Text:
━━━━━━━━

Triskel Arts Centre, Cork

13 June, 8.45pm – 11.00pm

As part of our new collaboration with the Cork Midsummer Festival, we are proud to present this free evening of artists’ films on the theme of environmental disquiet. Exploring the anxious line between the natural world and our interventions within it, Burn/Out addresses our current global preoccupation with climate and environmental degradation, a preoccupation that has immediate urgency and relevance in Cork in the context of the OPW’s proposed flood prevention measures. The curated programme will bring together canonical work documenting 1970s land art, performance and body art with contemporary animation and new work by Cork-based artists, each addressing the increasingly fraught relationship between the self and environment.

Tickets are free and can be booked here https://corkmidsummer.ticketsolve.com/shows/873603310

Wheelchair access and bathroom on site, Full access for visually impaired, guide dogs welcome.

━━━━━━━━

Material provided:
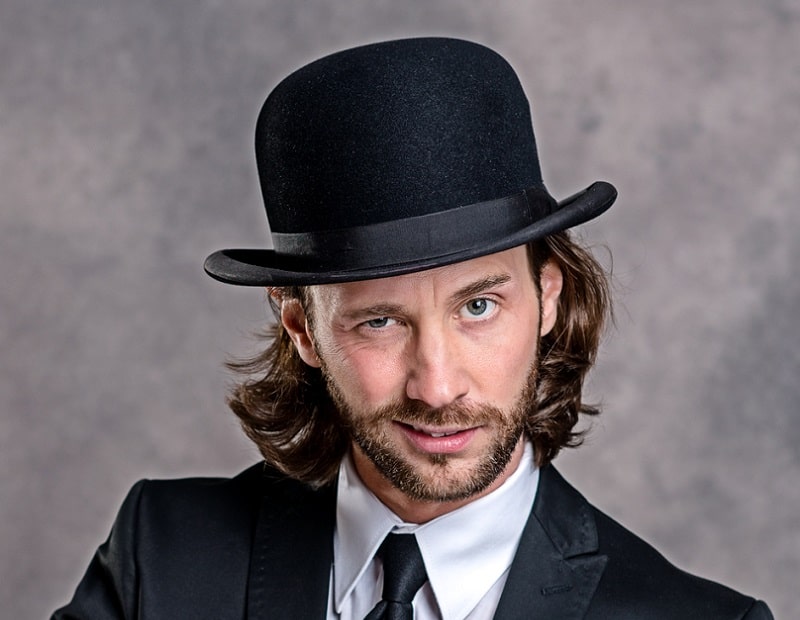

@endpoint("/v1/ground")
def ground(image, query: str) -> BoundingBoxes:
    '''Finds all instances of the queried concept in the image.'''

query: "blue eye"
[463,297,497,317]
[366,316,391,329]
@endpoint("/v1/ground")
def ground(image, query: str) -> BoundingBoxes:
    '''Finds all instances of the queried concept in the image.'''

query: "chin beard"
[325,368,536,502]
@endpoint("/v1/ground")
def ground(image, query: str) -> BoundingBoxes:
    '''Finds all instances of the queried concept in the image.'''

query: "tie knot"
[378,534,428,604]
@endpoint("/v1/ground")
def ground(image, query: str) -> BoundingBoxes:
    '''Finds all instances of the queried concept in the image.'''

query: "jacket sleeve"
[742,601,774,620]
[51,481,144,620]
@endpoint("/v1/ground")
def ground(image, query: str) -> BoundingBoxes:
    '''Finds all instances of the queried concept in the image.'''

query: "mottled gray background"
[0,0,800,619]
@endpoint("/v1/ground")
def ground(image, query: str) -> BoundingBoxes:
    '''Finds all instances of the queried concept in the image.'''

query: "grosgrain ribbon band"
[272,188,556,270]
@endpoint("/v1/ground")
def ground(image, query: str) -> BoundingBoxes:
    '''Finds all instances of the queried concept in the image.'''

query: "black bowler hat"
[205,38,617,286]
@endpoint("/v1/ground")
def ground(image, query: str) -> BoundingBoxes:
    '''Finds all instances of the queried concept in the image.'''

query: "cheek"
[328,347,404,409]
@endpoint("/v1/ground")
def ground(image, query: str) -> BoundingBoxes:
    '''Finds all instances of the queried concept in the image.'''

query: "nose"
[406,326,469,409]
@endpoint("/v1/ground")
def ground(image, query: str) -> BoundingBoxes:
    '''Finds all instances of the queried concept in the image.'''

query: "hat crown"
[256,38,542,233]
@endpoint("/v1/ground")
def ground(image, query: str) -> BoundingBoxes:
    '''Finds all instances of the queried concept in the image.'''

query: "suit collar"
[247,466,607,620]
[495,466,607,620]
[247,469,336,620]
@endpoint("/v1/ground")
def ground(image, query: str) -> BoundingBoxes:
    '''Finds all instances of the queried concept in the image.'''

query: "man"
[55,39,771,620]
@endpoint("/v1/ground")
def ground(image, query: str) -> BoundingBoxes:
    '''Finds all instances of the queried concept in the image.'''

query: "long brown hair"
[228,232,611,485]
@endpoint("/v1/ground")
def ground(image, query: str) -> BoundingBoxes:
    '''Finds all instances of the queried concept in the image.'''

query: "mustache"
[374,400,503,426]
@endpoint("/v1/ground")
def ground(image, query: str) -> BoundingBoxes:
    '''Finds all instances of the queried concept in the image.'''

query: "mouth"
[395,422,480,454]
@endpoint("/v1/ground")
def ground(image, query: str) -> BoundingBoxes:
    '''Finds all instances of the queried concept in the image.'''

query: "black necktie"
[364,534,428,620]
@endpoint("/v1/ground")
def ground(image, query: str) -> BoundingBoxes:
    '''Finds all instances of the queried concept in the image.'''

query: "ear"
[539,260,564,336]
[273,295,322,368]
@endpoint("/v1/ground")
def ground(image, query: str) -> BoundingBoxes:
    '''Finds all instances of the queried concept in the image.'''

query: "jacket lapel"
[247,474,336,620]
[495,466,607,620]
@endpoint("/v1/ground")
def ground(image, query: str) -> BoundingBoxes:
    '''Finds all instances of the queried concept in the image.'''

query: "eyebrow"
[450,273,511,303]
[344,273,511,321]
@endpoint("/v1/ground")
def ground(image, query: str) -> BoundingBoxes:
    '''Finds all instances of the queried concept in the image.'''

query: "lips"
[396,422,480,454]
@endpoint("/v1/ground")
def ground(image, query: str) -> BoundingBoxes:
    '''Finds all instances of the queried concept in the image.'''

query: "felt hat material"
[205,38,616,286]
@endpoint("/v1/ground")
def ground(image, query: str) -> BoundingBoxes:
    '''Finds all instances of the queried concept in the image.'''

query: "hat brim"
[204,181,617,286]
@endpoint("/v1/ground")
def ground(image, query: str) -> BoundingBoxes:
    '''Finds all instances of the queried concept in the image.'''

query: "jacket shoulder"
[550,468,772,620]
[53,464,310,619]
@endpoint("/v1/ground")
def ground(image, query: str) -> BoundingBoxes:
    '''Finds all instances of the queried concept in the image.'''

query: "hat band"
[272,187,557,270]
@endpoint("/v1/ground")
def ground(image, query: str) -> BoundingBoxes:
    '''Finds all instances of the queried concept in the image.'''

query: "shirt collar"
[333,442,539,620]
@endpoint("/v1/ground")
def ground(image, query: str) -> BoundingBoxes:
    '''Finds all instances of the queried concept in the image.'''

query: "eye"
[461,297,497,318]
[364,316,392,329]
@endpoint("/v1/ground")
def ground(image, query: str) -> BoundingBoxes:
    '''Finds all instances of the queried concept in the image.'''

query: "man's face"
[282,247,561,520]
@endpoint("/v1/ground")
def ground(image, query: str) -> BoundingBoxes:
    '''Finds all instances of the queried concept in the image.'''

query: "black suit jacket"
[53,465,772,620]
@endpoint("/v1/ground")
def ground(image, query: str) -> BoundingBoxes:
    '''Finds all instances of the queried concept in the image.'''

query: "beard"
[322,364,537,502]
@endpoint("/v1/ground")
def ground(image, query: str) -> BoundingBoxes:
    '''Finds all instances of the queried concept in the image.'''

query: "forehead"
[309,246,533,309]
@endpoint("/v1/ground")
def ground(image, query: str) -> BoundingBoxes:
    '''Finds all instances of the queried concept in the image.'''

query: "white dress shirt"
[328,443,539,620]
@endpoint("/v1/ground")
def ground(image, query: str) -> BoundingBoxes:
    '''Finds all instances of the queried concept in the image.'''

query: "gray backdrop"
[0,0,800,618]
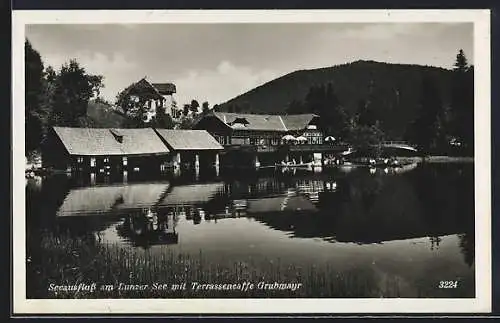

━━━━━━━━

Exercise goal:
Can you transcribe, word for word, the passage of the Burn/Out listing between "Triskel Arts Centre, Cork" and "self and environment.", inclusive?

Task output:
Triskel Arts Centre, Cork

13 June, 8.45pm – 11.00pm

As part of our new collaboration with the Cork Midsummer Festival, we are proud to present this free evening of artists’ films on the theme of environmental disquiet. Exploring the anxious line between the natural world and our interventions within it, Burn/Out addresses our current global preoccupation with climate and environmental degradation, a preoccupation that has immediate urgency and relevance in Cork in the context of the OPW’s proposed flood prevention measures. The curated programme will bring together canonical work documenting 1970s land art, performance and body art with contemporary animation and new work by Cork-based artists, each addressing the increasingly fraught relationship between the self and environment.